WHAT TO PRODUCE :: Where a line below holds the string "visual", that line goes into the answer.

──────── RECORDS FOR PROCESSING

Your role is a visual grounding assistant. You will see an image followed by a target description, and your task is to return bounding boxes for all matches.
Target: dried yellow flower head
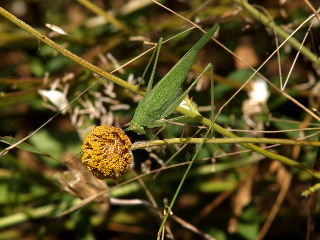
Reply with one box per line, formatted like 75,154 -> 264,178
81,126 -> 133,179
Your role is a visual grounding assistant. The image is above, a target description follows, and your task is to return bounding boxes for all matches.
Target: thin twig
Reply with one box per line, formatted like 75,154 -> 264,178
131,169 -> 175,239
306,135 -> 320,240
151,0 -> 320,123
76,0 -> 134,34
110,197 -> 216,240
133,136 -> 320,178
132,137 -> 320,150
1,6 -> 319,180
258,168 -> 292,239
302,0 -> 320,20
234,0 -> 320,65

────────────────

RESPONSE TO THIS EXERCISE ::
Your role is a visual grounding assistant. You will see an image followed by a target description, and your task is to return bounding boxes for all matches.
Your role is a visual grounding assistant. The image is above, a target description follows, and your task is to return bounding boxes for all matches.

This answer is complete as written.